◆ Texte fourni:
──────

Les nations, ce sont les quatre territoires évoqués plus haut que la diplomatie du cardinal Mazarin avait apportés au royaume de France. L’ombre est celle d’un grand arbre évoqué par Ezéchiel, et pour Mazarin, la métaphore du pouvoir de son roi, Louis XIV. Le grand arbre, c’est donc la France.
Les fauteuils verts sont réservés aux académiciens, les gris aux invités. En ces journées du patrimoine, il nous est prié de ne pas nous y asseoir. Par contre, nombre de visiteurs posent à la tribune pour être « immortalisé » sur la photographie. Puisse leur donner éloquence et maîtrise de la langue …
Je ne résiste pas à vous livrer les états d’âme d’un académicien actuel :
« … Ce n’est pas de cela que l’on se plaint ici, mais de cette averse de signes de ponctuation qui, pour leur donner un ton de proximité, s’abat aujourd’hui sur tant d’écrits – et qui éclabousse les yeux du lecteur.

──────

◆ Consignes:
a: Recopiez le texte fourni de « Les nations, ce » à « donc la France. ».
b: Relevez toutes les personnes que le texte fourni désigne par leur nom.
c: Prolongez le texte sur la salle réservée aux académiciens à partir de sa dernière phrase.
Les enregistrements n'ont aucun rôle dans ce travail.

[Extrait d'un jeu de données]
──────

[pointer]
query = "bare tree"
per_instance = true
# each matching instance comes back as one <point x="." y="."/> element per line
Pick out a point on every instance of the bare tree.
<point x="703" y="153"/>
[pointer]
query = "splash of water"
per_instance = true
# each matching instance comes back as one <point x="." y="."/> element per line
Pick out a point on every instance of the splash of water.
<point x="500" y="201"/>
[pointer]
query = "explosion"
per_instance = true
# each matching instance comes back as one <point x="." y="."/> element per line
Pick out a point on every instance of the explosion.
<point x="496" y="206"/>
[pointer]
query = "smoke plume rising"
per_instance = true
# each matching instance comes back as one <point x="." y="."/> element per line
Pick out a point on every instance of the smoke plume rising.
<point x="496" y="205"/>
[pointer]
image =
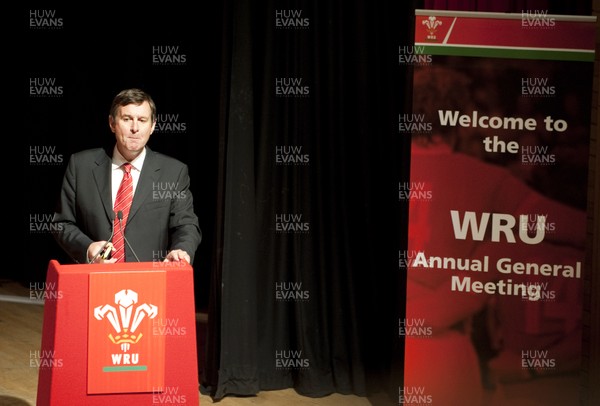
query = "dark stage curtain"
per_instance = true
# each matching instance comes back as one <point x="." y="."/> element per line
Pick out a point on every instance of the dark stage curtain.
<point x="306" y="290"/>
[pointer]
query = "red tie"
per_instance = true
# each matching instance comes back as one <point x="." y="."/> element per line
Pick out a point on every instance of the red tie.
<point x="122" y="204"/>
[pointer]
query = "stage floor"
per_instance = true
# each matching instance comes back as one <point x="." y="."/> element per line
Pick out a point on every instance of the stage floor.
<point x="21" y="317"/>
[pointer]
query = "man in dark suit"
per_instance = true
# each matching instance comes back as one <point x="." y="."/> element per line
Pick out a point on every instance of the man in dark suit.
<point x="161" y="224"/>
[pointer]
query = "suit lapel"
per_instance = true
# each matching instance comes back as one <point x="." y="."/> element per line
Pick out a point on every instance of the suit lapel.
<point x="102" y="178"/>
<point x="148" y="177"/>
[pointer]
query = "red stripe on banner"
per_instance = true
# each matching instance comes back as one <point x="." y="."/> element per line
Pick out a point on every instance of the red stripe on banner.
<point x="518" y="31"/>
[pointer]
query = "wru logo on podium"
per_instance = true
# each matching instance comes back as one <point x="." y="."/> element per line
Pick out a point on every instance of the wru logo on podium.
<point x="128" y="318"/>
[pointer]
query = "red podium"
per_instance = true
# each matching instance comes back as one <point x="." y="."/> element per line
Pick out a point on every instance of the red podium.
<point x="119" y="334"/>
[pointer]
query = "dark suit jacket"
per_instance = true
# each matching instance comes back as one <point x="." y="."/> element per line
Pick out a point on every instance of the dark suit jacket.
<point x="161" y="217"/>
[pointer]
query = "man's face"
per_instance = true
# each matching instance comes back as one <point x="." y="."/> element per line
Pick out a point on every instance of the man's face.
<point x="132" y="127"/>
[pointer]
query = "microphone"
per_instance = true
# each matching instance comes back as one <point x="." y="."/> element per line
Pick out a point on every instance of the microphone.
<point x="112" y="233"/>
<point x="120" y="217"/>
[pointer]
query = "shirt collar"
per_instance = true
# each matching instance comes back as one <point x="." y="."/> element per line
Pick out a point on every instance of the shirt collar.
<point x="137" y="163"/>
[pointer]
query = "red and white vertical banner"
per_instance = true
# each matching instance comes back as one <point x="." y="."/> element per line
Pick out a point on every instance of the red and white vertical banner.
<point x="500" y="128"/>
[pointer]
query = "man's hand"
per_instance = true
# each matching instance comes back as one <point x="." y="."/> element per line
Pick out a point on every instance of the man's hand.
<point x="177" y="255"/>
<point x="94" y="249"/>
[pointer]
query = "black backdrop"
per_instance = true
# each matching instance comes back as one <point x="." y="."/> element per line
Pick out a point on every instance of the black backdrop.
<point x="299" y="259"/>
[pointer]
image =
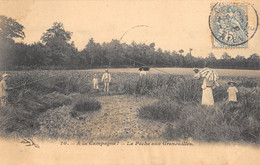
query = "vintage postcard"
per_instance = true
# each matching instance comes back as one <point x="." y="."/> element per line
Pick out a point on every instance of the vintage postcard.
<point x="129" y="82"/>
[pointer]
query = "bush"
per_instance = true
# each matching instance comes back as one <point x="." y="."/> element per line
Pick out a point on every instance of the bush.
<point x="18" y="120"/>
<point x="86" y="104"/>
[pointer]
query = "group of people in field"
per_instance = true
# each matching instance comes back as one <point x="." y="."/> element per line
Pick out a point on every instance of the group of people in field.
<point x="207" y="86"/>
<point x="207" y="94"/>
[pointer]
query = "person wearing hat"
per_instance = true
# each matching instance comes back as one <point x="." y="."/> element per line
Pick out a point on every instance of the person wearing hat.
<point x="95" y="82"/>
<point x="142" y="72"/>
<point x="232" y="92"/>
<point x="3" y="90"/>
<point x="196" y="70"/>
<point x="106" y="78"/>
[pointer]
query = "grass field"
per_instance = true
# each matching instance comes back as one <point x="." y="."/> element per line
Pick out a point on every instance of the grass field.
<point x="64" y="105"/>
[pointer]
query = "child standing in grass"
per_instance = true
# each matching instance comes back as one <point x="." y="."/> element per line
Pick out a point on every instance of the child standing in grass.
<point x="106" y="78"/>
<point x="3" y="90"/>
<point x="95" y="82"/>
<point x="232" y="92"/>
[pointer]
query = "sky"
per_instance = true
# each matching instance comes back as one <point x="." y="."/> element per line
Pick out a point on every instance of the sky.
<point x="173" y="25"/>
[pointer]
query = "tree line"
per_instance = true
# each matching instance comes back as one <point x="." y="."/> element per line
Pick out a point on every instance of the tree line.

──────

◆ Réponses:
a:
Les nations, ce sont les quatre territoires évoqués plus haut que la diplomatie du cardinal Mazarin avait apportés au royaume de France. L’ombre est celle d’un grand arbre évoqué par Ezéchiel, et pour Mazarin, la métaphore du pouvoir de son roi, Louis XIV. Le grand arbre, c’est donc la France.

b: le cardinal Mazarin, Ezéchiel, Louis XIV

c:
Que de points d’exclamation, d’interrogation, de suspension, crochets, tirets, virgules et virgules, parenthèses et guillemets, que de postillons du stylo ! Et faut-il aussi regretter les soulignages superflus, et que les pauvres guillemets, signes si beaux, soient ridiculement relayés, en plus, par ces simagrées des doigts crochus autour des oreilles ?
… Les phrases sont des rivières dont la fluidité, la limpidité ne doivent pas être corrompues par ces allusions.
Faut-il s’y faire ? Non ! Bien que nous restions menacés à tout moment de recevoir cette carte postale :
« Chers amis !
Enfin arrivés !!! Athènes est intacte (?). Hôtel moyen… Demain – indeed – piscine ! Mardi : Parthénon et/ou restaurant. Les restaurants « typiques » sont typiquement nuls (!!!). Mercredi : l’Agora – Marc (ça vous étonne ?) déteste d’avance. Jeudi – ça dépend du temps –en principe quartier libre ! Et vous, Bangkok ? Toujours pollué ?! Rentrons le 15, si les avions décollent (???). Des baisers…
P.-S. Bon anniversaire Jocelyne !!!!!! » »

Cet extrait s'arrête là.